_Set problem_
Copy the data starting at the line that contains "Return one point per instance of the arch in" and ending at the line that contains "300), (227, 305)]", both lines included, keeping each line's wording. Shift every coordinate in those lines by adding 43 to each number.

_Raw data_
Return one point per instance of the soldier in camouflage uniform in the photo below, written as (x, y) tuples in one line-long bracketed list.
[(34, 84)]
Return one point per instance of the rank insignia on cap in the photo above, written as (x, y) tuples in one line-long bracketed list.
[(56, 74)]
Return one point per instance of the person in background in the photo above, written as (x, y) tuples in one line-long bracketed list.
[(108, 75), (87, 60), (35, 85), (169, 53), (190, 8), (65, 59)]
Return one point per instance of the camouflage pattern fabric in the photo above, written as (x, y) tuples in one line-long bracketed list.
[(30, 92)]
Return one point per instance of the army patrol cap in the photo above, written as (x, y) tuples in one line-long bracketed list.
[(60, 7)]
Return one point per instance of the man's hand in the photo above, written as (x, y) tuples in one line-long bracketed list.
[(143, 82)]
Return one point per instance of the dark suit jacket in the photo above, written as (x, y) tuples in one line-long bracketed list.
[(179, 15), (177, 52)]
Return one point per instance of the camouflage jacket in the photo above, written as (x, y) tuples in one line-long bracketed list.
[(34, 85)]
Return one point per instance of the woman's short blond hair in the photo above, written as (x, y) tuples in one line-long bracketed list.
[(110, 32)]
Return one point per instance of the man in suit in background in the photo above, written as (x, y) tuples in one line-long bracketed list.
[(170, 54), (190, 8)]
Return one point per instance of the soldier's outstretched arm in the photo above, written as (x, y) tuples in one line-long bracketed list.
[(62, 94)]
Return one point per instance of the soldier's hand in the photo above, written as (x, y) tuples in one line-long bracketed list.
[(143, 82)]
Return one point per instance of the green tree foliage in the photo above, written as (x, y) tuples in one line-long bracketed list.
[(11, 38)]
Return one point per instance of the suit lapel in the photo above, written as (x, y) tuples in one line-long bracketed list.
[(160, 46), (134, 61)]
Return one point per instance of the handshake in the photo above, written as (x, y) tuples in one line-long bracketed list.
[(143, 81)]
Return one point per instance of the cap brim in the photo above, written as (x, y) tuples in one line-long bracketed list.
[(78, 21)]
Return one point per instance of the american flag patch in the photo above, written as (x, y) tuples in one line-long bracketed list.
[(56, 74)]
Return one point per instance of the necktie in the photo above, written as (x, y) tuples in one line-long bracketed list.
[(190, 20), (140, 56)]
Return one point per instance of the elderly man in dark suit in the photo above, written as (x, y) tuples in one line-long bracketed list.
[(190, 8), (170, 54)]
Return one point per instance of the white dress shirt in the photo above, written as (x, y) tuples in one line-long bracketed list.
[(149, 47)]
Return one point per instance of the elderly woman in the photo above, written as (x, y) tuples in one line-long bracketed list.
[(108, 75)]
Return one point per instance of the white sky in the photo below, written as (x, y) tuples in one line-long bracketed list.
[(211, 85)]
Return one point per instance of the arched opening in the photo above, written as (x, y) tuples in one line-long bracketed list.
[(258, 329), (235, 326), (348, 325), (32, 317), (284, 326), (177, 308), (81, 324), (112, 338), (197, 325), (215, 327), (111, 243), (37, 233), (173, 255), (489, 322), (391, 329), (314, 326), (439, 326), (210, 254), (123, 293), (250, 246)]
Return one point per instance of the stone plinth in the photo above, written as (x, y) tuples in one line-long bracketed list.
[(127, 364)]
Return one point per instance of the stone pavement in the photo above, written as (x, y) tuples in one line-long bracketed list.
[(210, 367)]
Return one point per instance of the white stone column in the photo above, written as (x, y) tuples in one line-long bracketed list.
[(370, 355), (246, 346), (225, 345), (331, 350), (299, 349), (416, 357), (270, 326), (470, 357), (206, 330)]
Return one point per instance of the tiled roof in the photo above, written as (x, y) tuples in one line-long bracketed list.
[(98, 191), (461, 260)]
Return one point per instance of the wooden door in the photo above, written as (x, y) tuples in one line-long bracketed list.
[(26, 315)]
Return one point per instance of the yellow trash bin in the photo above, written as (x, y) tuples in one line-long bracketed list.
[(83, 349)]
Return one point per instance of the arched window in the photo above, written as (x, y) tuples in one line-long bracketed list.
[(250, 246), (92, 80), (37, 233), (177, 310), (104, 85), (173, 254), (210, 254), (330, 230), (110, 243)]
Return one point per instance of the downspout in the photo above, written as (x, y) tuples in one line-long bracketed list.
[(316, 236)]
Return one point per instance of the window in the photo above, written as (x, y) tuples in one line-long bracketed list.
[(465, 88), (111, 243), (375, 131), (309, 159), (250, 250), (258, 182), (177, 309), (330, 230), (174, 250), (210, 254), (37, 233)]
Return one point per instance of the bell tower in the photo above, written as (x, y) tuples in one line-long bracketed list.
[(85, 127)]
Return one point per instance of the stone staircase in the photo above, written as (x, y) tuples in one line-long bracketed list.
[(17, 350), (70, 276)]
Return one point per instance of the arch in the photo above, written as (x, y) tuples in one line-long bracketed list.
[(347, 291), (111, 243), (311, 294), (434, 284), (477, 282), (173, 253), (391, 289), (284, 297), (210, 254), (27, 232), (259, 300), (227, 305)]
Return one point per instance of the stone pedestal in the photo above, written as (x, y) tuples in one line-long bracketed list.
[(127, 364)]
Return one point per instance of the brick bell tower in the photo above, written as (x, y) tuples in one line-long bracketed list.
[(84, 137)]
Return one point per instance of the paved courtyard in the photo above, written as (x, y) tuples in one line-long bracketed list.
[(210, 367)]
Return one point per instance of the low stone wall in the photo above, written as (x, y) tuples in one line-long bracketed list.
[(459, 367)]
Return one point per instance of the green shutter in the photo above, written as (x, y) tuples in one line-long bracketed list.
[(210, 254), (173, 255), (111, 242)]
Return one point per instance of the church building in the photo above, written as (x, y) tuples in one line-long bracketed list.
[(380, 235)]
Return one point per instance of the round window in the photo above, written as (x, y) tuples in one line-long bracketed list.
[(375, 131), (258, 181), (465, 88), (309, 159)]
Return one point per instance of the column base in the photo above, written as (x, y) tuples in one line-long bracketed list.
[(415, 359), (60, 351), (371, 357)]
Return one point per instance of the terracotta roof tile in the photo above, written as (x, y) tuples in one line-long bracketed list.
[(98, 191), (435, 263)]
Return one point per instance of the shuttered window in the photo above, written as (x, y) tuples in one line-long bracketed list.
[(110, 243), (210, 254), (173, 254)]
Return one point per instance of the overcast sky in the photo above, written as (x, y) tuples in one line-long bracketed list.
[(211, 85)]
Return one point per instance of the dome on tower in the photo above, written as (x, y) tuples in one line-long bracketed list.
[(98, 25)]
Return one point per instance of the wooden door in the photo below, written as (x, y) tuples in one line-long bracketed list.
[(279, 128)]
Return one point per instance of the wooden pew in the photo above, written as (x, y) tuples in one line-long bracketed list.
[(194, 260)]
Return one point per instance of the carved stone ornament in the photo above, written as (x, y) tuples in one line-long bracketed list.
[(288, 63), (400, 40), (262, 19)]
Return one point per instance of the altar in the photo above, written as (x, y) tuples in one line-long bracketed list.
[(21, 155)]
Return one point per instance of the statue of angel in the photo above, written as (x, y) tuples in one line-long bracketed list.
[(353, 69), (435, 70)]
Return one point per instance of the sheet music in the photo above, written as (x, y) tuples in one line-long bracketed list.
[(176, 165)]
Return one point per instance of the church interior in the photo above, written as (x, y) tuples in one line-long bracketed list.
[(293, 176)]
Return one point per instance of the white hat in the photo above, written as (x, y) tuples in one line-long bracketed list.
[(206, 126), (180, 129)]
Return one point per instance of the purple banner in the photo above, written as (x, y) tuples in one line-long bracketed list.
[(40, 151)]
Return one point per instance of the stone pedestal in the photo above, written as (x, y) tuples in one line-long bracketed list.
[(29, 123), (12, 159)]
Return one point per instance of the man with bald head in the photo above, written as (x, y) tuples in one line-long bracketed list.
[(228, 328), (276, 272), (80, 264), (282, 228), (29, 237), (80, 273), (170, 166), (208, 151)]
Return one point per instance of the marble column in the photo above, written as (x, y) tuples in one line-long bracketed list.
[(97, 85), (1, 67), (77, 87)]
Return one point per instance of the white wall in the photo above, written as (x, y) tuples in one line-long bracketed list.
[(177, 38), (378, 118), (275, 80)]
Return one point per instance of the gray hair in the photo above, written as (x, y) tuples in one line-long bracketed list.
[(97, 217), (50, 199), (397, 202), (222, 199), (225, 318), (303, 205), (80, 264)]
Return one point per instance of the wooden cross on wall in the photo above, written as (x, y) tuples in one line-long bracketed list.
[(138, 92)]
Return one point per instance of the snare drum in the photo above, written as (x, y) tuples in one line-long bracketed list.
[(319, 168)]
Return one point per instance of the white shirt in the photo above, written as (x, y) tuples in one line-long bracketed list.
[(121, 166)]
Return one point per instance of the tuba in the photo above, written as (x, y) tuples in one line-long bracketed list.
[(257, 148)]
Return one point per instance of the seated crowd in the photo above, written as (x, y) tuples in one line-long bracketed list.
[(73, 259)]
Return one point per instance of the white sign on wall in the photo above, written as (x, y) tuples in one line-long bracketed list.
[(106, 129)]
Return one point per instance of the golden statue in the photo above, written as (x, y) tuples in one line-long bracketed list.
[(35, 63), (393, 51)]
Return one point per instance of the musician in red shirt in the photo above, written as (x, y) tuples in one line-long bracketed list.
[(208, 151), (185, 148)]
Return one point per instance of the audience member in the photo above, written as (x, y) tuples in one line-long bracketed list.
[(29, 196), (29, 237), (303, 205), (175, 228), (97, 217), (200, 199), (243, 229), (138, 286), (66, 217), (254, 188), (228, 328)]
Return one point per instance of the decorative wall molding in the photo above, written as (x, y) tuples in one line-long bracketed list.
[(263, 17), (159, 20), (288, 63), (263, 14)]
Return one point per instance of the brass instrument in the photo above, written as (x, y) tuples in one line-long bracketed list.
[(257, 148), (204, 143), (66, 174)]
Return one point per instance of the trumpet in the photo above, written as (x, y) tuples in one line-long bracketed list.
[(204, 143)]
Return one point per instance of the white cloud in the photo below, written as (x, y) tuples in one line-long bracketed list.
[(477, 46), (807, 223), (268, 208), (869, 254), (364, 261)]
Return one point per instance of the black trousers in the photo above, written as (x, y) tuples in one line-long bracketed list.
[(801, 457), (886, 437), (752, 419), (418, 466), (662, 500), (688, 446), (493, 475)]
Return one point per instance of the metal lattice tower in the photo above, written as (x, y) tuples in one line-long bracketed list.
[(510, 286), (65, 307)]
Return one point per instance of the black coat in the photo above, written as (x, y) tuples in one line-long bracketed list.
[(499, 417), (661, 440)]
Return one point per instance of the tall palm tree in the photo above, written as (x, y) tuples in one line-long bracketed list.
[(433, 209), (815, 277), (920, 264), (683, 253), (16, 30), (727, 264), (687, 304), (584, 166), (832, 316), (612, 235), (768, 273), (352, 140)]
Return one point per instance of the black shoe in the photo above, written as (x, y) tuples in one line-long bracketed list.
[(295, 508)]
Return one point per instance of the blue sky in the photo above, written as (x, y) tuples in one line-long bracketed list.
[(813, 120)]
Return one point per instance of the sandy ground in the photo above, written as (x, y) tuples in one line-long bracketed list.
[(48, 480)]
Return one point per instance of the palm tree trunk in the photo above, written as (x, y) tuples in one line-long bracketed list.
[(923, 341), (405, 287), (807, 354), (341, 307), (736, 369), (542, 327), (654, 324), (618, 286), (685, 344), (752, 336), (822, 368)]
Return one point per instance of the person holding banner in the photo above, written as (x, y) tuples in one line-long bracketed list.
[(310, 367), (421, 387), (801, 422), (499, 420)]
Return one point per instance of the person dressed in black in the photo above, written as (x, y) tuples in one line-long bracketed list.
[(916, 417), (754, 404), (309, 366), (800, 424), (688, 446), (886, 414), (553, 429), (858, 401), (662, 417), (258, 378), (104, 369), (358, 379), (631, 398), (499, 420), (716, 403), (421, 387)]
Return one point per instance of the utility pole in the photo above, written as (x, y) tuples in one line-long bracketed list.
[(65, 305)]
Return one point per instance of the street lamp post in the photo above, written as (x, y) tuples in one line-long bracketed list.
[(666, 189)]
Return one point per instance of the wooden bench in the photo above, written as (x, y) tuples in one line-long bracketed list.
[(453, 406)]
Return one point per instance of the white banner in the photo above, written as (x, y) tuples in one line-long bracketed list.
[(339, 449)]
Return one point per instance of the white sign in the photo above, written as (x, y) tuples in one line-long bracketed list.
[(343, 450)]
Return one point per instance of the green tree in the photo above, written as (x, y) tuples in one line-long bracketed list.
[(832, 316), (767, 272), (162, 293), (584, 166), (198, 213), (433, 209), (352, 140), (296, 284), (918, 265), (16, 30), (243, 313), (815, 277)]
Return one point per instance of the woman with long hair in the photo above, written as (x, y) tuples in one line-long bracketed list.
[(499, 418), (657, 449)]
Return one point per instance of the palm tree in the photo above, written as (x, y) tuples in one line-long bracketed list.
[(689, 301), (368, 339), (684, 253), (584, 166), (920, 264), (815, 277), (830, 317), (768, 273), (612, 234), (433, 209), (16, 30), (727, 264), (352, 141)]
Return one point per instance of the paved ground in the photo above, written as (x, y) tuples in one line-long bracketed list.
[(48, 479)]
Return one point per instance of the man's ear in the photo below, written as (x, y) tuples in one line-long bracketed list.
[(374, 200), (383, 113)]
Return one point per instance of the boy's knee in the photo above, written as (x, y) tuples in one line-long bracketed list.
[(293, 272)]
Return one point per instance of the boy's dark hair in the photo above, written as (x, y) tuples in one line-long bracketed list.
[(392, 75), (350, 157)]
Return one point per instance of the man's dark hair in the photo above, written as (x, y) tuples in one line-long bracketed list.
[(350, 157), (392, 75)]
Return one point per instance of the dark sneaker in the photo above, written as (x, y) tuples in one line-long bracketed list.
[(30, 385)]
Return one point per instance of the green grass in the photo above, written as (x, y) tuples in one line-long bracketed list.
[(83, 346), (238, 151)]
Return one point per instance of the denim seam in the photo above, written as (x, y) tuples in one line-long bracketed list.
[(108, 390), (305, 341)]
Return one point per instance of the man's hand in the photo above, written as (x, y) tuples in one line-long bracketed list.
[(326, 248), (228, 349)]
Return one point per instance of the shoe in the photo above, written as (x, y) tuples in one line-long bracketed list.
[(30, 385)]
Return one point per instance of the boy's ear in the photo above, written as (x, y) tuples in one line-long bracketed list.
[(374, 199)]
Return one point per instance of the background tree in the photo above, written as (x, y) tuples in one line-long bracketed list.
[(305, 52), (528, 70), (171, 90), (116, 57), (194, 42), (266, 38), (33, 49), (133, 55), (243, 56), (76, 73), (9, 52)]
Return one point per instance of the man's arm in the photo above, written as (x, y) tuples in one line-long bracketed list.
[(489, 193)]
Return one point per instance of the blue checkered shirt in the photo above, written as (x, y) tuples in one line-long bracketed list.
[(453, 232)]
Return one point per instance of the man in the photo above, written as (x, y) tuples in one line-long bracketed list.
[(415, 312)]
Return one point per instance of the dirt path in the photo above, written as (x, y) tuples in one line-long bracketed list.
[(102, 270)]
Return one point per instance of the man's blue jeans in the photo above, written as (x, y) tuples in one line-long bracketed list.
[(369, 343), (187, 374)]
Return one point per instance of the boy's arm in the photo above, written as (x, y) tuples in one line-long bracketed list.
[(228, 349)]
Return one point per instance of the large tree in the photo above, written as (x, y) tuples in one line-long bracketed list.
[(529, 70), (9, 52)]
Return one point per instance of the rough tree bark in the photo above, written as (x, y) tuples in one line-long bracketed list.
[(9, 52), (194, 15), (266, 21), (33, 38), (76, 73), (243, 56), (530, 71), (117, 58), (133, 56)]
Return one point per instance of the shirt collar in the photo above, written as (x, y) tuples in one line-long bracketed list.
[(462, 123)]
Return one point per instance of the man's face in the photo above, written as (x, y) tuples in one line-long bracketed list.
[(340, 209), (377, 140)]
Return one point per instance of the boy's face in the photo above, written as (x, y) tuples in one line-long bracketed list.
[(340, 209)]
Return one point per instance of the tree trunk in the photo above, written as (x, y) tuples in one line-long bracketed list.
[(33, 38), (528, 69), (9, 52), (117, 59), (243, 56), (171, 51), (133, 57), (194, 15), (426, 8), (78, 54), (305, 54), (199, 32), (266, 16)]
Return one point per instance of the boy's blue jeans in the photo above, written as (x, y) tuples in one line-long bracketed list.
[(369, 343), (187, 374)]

_Solution to this problem_
Return one point per instance of the arch in the photo above, written as (x, y) tuples in one line-long bracketed list.
[(390, 334), (154, 286), (354, 337), (477, 327), (520, 325), (216, 296), (434, 332), (327, 340), (253, 297), (70, 275), (302, 343), (270, 348)]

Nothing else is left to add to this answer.